_Tarefa proposta A_
Segundo o artigo sobre a proibição da burca, que partidos votaram a favor do projeto de lei do CHEGA?

Na passada sexta-feira foi aprovado no Parlamento o projeto de lei do CHEGA que prevê a proibição do uso da burca, pelas mulheres, no espaço público, com os votos a favor do PSD, CDS e Iniciativa Liberal. Acorda-se um retrocesso legislativo que só serve para aquecer os pés da direita conservadora e anti-liberal, sob o mote da defesa da opressão da mulher, que nem chega perto de resolver.
Em primeiro lugar, importa destrinçar a premissa que esteve na base da fundamentação da proposta. Ora, a burca distingue-se do hijab na medida em que traduz uma forma mais completa de cobertura, incluindo o rosto da mulher. Os ocidentais opositores ao seu uso baseiam-se no frágil e básico argumento de que simboliza a opressão da mulher.
Tal generalização não podia estar mais errada, vejamos. Na génese histórica dessa peça de roupa está a proteção contra o clima desértico. As mulheres começaram a usá-la para se protegerem do sol forte, vento e areia, isto é, os fatores ambientais e climatéricos estiveram na base do seu uso, e não, inicialmente, fatores culturais e de género, como se pensa.
Em segundo lugar, a burca simboliza modéstia e identidade religiosa. Embora haja deputados que afirmem que o apelo ao seu uso não vem expresso no Corão, há teólogos que assim o contradizem. Trata-se, por isso, da constituição de um impedimento à liberdade de religião, constitucionalmente consagrada (artigo 41º CRP) e que deve caber somente a quem partilha dessa fé, na minha leitura, uma vez que afronta maior para a mulher seria a de ser obrigada a destapar-se.

_Entradas de apontamento e etiquetagem_
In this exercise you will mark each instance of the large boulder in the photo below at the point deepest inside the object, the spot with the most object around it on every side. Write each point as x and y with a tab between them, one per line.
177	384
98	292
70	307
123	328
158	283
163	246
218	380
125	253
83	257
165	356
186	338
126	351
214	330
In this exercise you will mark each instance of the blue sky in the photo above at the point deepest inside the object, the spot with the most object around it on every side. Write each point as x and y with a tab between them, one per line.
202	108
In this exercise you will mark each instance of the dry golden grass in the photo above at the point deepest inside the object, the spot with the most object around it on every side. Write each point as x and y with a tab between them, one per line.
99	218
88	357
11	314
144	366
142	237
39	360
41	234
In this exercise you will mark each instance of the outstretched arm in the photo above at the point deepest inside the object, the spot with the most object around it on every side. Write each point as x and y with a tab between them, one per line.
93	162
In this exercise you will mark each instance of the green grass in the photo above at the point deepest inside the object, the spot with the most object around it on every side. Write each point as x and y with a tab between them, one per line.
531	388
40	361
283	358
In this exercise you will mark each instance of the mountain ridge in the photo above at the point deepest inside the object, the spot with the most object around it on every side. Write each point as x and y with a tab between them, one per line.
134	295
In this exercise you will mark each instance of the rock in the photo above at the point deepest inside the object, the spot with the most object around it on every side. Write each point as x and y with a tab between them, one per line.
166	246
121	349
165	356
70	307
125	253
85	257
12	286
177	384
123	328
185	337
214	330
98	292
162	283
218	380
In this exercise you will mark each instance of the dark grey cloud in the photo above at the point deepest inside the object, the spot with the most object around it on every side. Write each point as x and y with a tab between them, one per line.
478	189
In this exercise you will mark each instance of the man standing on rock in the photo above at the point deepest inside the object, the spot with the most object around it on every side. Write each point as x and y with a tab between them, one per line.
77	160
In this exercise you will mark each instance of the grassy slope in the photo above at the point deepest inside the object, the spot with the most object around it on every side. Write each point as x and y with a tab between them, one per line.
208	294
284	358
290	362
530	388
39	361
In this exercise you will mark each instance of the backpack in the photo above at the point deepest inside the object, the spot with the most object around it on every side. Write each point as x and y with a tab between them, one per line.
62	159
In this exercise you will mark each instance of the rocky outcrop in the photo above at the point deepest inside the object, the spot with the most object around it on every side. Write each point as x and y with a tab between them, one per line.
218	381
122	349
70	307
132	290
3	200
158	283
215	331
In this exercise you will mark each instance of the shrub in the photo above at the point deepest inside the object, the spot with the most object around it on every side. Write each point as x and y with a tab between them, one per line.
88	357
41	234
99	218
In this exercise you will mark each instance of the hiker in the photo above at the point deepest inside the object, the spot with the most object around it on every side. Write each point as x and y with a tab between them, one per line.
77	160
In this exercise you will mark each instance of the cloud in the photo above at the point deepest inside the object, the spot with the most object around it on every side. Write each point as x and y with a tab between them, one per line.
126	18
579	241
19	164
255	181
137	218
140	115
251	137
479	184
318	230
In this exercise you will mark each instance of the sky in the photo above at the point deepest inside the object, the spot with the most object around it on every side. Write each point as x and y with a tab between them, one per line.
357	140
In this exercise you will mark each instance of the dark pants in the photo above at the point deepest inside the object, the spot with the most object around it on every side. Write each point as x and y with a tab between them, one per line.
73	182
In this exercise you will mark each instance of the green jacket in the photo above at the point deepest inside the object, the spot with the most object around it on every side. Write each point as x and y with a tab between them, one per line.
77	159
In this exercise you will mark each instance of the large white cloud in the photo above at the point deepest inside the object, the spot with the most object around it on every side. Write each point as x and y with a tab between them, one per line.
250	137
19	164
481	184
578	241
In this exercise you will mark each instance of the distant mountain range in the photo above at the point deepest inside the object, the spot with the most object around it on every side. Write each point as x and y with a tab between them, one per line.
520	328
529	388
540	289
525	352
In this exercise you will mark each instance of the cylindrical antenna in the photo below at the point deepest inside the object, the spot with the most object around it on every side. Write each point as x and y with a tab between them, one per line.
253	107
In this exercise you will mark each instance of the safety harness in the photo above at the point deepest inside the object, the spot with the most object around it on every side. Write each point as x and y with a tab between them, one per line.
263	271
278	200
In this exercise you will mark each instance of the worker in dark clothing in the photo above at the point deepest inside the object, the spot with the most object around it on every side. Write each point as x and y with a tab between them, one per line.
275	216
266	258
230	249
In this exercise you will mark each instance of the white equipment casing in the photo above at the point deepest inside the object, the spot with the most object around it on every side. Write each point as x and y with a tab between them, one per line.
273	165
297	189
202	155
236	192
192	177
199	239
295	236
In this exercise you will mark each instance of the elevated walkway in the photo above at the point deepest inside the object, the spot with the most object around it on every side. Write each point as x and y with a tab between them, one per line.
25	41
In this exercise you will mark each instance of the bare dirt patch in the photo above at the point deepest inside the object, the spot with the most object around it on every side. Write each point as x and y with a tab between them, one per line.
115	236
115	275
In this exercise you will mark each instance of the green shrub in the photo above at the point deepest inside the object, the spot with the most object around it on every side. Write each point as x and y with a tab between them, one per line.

_Tarefa proposta B_
Cite sem alterações as linhas das entradas, começando pela linha que contém "In this exercise you will mark each instance of the elevated" e continuando até ao fim das entradas, com ambas as extremidades incluídas.

_Resolução escrita A_
PSD, CDS e Iniciativa Liberal.

_Resolução escrita B_
In this exercise you will mark each instance of the elevated walkway in the photo above at the point deepest inside the object, the spot with the most object around it on every side. Write each point as x and y with a tab between them, one per line.
25	41
In this exercise you will mark each instance of the bare dirt patch in the photo above at the point deepest inside the object, the spot with the most object around it on every side. Write each point as x and y with a tab between them, one per line.
115	236
115	275
In this exercise you will mark each instance of the green shrub in the photo above at the point deepest inside the object, the spot with the most object around it on every side. Write each point as x and y with a tab between them, one per line.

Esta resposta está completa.